Extracted text =
__________________________________________________
Dr. Brandt was also the first veterinarian to introduce us to the world of products that assist handicapped pets. On our first visit she ordered a pair of Neo-Paws for Sophie which is a brand of dog shoes. While Sophie wasn’t fond of the tall red and grey soft boots that wrapped around her hind legs, they kept her legs tight and stable, while the nonskid soles kept her from slipping…at least for a little while.
Twice a week for six weeks, Sophie and I travelled to the other side of town for her acupuncture treatments and sometimes chiropractic treatments. Each time we would be shown to our exam room and then Dr. Brandt would join us with her kit of needles. She would talk softly to Sophie as she placed each needle under her skin. Then the doctor would leave the room while the needles did their job, helping Sophie’s body.
Sophie never seemed to be in pain during the treatment, but she became more and more anxious with each visit. Toward the end of our sessions her body would tremble the entire time we were in the vet’s office. After the 6 weeks were over, Dr. Brandt and I decided to discontinue treatment. We didn’t see any progress and both of us didn’t want to make Sophie’s life more stressful.
It was the end of April 2009 and Sophie could barely stand. Our family began to realize there was no Calvary riding in on their horses coming to save us or our dog. There was no cure for whatever disease Sophie had and if our dog was going to survive, our family was going to have to start a new way to live a normal life. We began to spend more time making Sophie comfortable rather than running around trying to find a cure.
__________________________________________________
Data extract =
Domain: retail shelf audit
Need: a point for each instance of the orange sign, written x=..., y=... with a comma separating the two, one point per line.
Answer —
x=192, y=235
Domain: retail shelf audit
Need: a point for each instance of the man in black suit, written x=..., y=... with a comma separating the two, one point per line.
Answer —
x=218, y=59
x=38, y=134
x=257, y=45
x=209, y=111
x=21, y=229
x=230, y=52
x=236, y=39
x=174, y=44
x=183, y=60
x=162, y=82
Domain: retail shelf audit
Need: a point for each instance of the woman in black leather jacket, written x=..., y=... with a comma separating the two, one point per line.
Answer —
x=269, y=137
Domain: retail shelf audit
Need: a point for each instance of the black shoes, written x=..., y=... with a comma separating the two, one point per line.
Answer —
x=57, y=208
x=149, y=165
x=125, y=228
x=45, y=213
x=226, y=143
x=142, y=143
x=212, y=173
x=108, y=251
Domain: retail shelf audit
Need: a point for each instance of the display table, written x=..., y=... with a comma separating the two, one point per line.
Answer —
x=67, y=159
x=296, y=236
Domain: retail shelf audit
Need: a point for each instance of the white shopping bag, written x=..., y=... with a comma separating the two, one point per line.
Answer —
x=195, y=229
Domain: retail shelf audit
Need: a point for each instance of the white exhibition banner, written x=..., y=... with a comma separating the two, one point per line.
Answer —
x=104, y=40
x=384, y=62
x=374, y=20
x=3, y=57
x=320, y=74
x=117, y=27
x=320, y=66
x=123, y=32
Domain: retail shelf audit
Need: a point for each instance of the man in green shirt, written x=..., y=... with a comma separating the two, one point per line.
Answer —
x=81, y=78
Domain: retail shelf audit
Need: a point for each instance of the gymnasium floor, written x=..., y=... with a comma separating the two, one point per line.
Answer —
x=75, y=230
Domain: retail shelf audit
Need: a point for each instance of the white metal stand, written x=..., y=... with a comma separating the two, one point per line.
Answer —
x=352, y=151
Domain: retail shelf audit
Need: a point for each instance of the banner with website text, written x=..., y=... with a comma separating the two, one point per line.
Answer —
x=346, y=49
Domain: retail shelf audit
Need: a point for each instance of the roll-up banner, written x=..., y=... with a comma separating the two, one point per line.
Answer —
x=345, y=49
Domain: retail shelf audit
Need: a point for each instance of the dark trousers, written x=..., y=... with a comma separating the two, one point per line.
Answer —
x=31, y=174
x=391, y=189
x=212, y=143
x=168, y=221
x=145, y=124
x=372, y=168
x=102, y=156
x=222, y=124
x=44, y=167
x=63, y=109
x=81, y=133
__________________________________________________
Task A =
According to the account of Sophie's illness, how often and for how long did Sophie go for her acupuncture treatments?
Task B =
Please pick up the account of Sophie's illness after its last sentence and keep writing it.
The listing is separate material and has no connection to the account of Sophie's illness.

Output A =
Twice a week for six weeks.

Output B =
Then in the summer 2009 a dear friend came to us with one final glimmer of hope. She told us that her veterinarian was interested in trying a cold laser therapy on Sophie. We quickly made an appointment.
I’m always impressed when a veterinarian gets down on the floor to meet one of my dogs. To me it means the vet doesn’t mind a little fur in the face and is putting the pet as the priority, before their lab coat or clothes. When Gerald Pribyl DVM walked into the exam room to meet Sophie, the first thing he did was get down on the floor to get to know his new patient. His compassion for my dog continued when he insisted that a blanket be brought into the room so she would have something soft to sit on during the exam. Then he met her parents.
At this point, Sophie was completely “down” or paralyzed. She could hold herself up by pushing up on her two front paws, but there was no feeling or movement from her back paws up to her belly.
Dr. Pribyl explained that cold laser was used primarily for dogs with arthritis and skeletal injuries, but he had seen some pretty dramatic results from the treatments. He was willing to try a series on Sophie. A machine was brought into the room and Ken and I had to wear protective glasses while the laser was administered to Sophie’s spine. The treatment was not painful and Sophie seemed to like the attention she received from the vet techs that prepped her and the veterinarian. After the treatment we went home and waited.
We continued the treatments four more times. Dr. Pribyl also showed us some range of motion exercises to do with Sophie so we could maintain the muscles in her legs. Unfortunately, that was probably the most beneficial part of the process.
Each time we brought her home from a treatment we looked at her, willing her legs to move even a little bit, but there was nothing. After our fourth session, Dr. Pribyl talked to Ken and me about discontinuing the treatments.
We had hit rock bottom. There was no other place to turn for help. It was finally time to begin a new normal way of life and learn how to make the best of Sophie’s disability.